----- Data

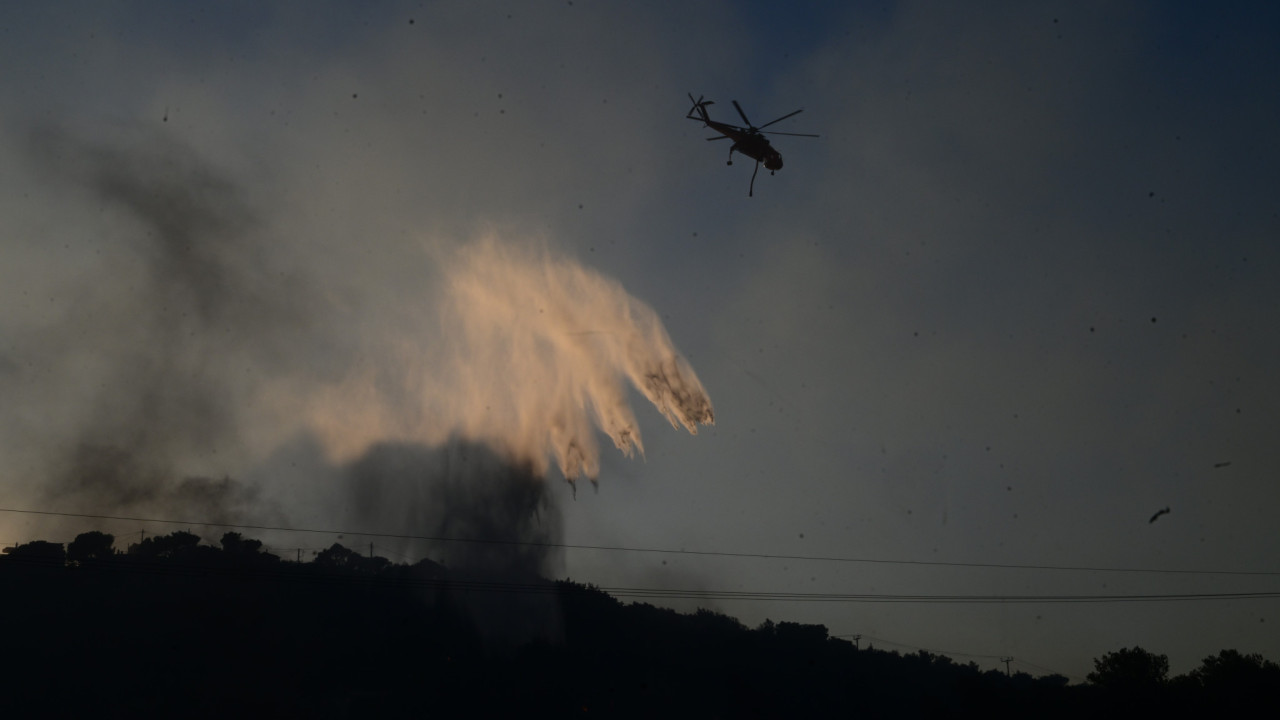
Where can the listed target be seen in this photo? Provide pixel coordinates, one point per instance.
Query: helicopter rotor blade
(782, 118)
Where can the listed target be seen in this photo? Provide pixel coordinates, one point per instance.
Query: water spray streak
(544, 349)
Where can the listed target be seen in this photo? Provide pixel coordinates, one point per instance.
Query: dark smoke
(181, 322)
(464, 490)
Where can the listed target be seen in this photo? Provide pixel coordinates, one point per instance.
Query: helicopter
(749, 141)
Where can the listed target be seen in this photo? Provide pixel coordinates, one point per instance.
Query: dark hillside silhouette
(177, 628)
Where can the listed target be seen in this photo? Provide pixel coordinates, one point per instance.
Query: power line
(950, 654)
(652, 550)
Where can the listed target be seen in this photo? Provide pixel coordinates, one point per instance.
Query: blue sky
(1019, 295)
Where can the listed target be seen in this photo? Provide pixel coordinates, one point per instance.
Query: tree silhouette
(174, 546)
(91, 547)
(1130, 670)
(1232, 671)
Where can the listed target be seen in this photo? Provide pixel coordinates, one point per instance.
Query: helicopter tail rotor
(699, 110)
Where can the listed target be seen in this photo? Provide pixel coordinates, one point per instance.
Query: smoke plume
(199, 338)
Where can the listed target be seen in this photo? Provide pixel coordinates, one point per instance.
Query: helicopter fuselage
(750, 144)
(748, 140)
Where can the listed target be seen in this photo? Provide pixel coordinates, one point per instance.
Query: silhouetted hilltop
(176, 628)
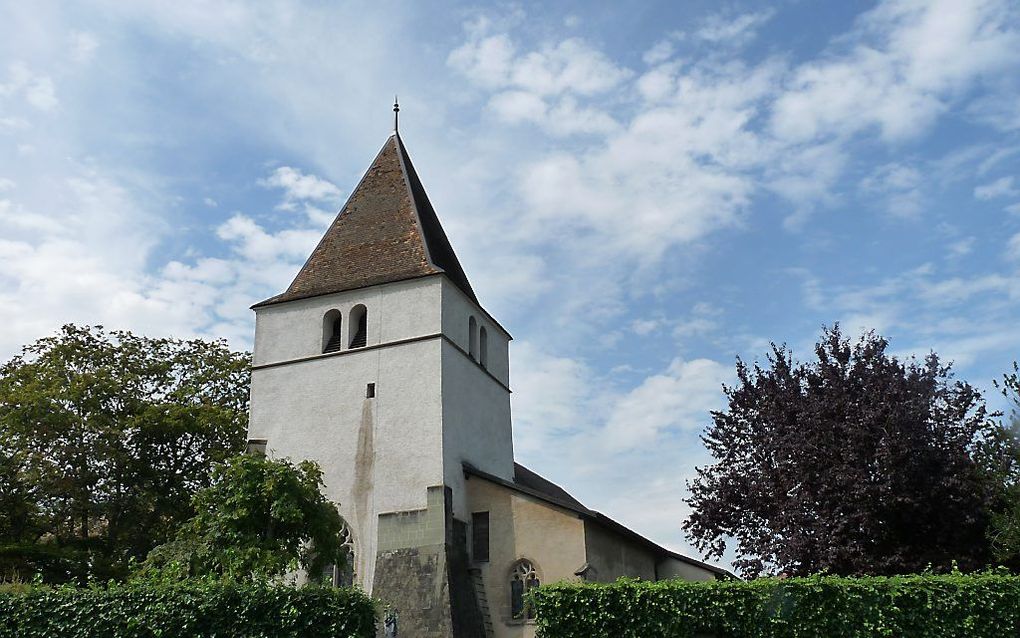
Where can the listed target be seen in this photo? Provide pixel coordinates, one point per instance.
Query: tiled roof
(387, 232)
(529, 483)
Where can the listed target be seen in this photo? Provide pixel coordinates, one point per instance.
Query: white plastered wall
(475, 399)
(377, 454)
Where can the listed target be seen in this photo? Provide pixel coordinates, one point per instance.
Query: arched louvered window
(472, 338)
(359, 326)
(523, 578)
(332, 324)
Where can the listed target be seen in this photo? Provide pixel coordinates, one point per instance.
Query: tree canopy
(1005, 530)
(260, 519)
(856, 462)
(104, 438)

----------

Edit all of the records above so that every "photo" becomes "image", and reproduce them with nothing else changed. Leave the pictures out of your answer.

Where can the listed target be seen in this image? Provide pixel coordinates, one point per instance.
Query: helicopter rotor blade
(782, 118)
Where can the listed target be seen in this image? Provide pixel coordinates, one point per instance.
Query: water spray streak
(544, 349)
Where can the listed target be seen in this image? Provide pixel coordinates, one point per instance.
Query: dark smoke
(181, 322)
(464, 490)
Where can the listed target be seen in this image? Provide pixel coordinates, one point per instance.
Query: helicopter
(749, 141)
Where can the listed target be seen in this image? Provide pixel coordinates, one point per instance.
Query: dark hillside silhouette
(177, 628)
Where can the listed target be seen in this image? Provide pixel coordinates, one point per instance.
Query: power line
(950, 654)
(652, 550)
Where can the listed target be seen in this image? Provide pixel coordinates, one point per instance.
Query: blue sky
(1019, 295)
Where can the listed target be seen in this image? Provide pixel coordinates, one point per instance.
Query: tree silhouette
(174, 546)
(91, 547)
(1130, 670)
(1232, 671)
Where can the listed target be seen in this image? Provide pixel coordinates, one point per instance.
Query: helicopter tail rotor
(699, 110)
Where can the listed target be seen in this image? Provide pixel coordinates, one point per instance.
Query: smoke plume
(199, 338)
Where can the listed target be seen in this image? Provide pixel coordinates, one point per instance.
Query: helicopter fuselage
(750, 144)
(748, 140)
Where can the listed target be seen in this image? Provide pixel coordinates, one point per instance.
Query: silhouetted hilltop
(176, 628)
Where can the listed target be seen in this image? Provide pixel coordinates, one point per instance.
Query: tiled roof
(387, 232)
(529, 483)
Where can the listed target be seen in this image? Provide pixel coordinates, one point per instance.
Query: white plastered wall
(475, 399)
(377, 454)
Where can the listed target be seen in this image? Provide pixel coordinates, one point per instance.
Query: arched louvered window
(472, 338)
(359, 326)
(523, 578)
(332, 324)
Where can the listed target be seen in this image? Provide pixel coordinates, one point per instance.
Query: tree canopy
(1005, 530)
(260, 519)
(856, 462)
(104, 438)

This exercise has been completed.